- [Instrucciones]:
Cambie "one instance per line" por "one point per line" en todo el material y reproduzca lo demás sin ninguna modificación.

##### Material disponible #####

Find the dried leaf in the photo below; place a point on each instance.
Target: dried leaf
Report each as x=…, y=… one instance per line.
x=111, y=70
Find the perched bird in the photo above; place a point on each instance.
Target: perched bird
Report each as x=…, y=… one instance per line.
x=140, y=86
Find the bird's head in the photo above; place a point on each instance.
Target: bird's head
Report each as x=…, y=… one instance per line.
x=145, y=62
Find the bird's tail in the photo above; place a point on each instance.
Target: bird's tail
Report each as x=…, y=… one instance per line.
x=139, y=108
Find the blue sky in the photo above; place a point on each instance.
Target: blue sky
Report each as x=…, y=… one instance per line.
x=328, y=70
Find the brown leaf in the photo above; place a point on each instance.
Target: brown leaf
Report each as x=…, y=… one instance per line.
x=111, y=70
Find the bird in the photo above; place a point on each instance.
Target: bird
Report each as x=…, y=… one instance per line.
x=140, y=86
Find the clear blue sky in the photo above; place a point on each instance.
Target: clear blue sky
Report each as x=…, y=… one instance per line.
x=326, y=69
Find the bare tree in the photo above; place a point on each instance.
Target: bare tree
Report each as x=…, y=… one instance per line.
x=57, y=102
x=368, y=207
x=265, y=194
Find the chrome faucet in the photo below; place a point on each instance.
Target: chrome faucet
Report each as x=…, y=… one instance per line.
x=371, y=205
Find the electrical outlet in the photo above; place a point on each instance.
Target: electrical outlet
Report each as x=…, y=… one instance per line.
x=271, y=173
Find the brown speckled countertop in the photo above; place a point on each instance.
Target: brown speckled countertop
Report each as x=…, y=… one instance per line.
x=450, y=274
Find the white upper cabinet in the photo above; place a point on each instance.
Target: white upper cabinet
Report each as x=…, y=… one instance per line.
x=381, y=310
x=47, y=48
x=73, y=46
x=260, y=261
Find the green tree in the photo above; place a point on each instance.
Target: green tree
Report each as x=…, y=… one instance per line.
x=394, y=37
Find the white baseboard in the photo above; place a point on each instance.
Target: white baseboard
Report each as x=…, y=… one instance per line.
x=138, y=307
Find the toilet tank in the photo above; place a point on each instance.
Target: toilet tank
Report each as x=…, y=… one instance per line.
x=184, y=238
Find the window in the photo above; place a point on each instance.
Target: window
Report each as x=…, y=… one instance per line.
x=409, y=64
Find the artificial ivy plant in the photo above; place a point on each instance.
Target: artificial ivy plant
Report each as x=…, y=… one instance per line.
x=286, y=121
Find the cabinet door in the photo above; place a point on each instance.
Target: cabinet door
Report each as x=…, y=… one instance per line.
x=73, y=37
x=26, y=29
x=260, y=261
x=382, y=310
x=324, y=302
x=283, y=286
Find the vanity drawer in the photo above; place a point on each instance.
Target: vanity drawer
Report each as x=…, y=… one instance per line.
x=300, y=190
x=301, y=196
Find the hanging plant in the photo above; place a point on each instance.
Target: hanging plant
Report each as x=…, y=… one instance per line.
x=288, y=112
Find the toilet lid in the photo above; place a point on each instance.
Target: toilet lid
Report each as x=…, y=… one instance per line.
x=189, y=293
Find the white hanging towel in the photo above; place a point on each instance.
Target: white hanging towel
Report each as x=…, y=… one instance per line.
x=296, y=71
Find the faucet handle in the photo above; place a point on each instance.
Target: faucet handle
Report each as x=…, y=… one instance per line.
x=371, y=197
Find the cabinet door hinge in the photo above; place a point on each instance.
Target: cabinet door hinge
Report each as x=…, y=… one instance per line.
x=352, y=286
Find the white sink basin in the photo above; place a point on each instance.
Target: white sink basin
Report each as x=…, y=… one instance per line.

#####

- [Tarea resuelta]:
Find the dried leaf in the photo below; place a point on each instance.
Target: dried leaf
Report each as x=…, y=… one point per line.
x=111, y=70
Find the perched bird in the photo above; place a point on each instance.
Target: perched bird
Report each as x=…, y=… one point per line.
x=140, y=86
Find the bird's head in the photo above; place a point on each instance.
Target: bird's head
Report each as x=…, y=… one point per line.
x=145, y=62
Find the bird's tail in the photo above; place a point on each instance.
Target: bird's tail
Report each as x=…, y=… one point per line.
x=139, y=108
Find the blue sky in the photo above; place a point on each instance.
Target: blue sky
Report each as x=…, y=… one point per line.
x=328, y=70
Find the brown leaf in the photo above; place a point on each instance.
Target: brown leaf
Report each as x=…, y=… one point per line.
x=111, y=70
Find the bird in the photo above; place a point on each instance.
Target: bird
Report each as x=…, y=… one point per line.
x=140, y=86
Find the clear blue sky in the photo above; place a point on each instance.
Target: clear blue sky
Report each as x=…, y=… one point per line.
x=326, y=69
Find the bare tree in the photo above; place a point on each instance.
Target: bare tree
Report each as x=…, y=… one point per line.
x=57, y=102
x=368, y=207
x=265, y=194
Find the chrome faucet in the photo below; place a point on each instance.
Target: chrome faucet
Report each as x=…, y=… one point per line.
x=371, y=205
Find the electrical outlet in the photo above; place a point on each instance.
Target: electrical outlet
Report each as x=…, y=… one point per line.
x=271, y=173
Find the brown speckled countertop in the photo above; place a point on each instance.
Target: brown speckled countertop
Report each as x=…, y=… one point per line.
x=450, y=274
Find the white upper cabinet in the photo above; place a point on each instance.
Target: white upper cabinet
Report each as x=…, y=… one point per line.
x=381, y=310
x=47, y=48
x=73, y=46
x=260, y=261
Find the green tree in the photo above; place a point on each instance.
Target: green tree
Report each as x=…, y=… one point per line.
x=394, y=37
Find the white baseboard in the photo above; place a point on each instance.
Target: white baseboard
Report each as x=…, y=… one point per line.
x=138, y=307
Find the toilet tank in the photo above; place a point on each instance.
Target: toilet tank
Report each as x=…, y=… one point per line.
x=184, y=238
Find the window in the photo above; place a point on each instance.
Target: window
Report each as x=…, y=… one point per line.
x=409, y=64
Find the artificial ivy plant in the photo above; place a point on each instance.
Target: artificial ivy plant
Report each as x=…, y=… one point per line.
x=286, y=121
Find the cabinet door in the photo above; place a point on each instance.
Target: cabinet door
Report each as x=…, y=… one point per line.
x=73, y=37
x=26, y=29
x=260, y=261
x=382, y=310
x=324, y=302
x=283, y=286
Find the vanity drawer in the photo above; place a point on each instance.
Target: vanity drawer
Report each as x=…, y=… one point per line.
x=300, y=190
x=301, y=196
Find the hanging plant in the photo above; place a point on each instance.
Target: hanging plant
Report each as x=…, y=… one point per line.
x=288, y=112
Find the toilet lid in the photo above; place a point on each instance.
Target: toilet lid
Report each as x=…, y=… one point per line.
x=189, y=293
Find the white hanging towel in the photo above; place a point on each instance.
Target: white hanging towel
Report each as x=…, y=… one point per line.
x=296, y=71
Find the faucet handle in the photo above; place a point on each instance.
Target: faucet handle
Report each as x=…, y=… one point per line.
x=371, y=197
Find the cabinet door hinge in the photo above; place a point on each instance.
Target: cabinet door hinge
Report each as x=…, y=… one point per line.
x=352, y=286
Find the white sink basin in the photo above; place a point on each instance.
Target: white sink basin
Report each as x=…, y=… one point per line.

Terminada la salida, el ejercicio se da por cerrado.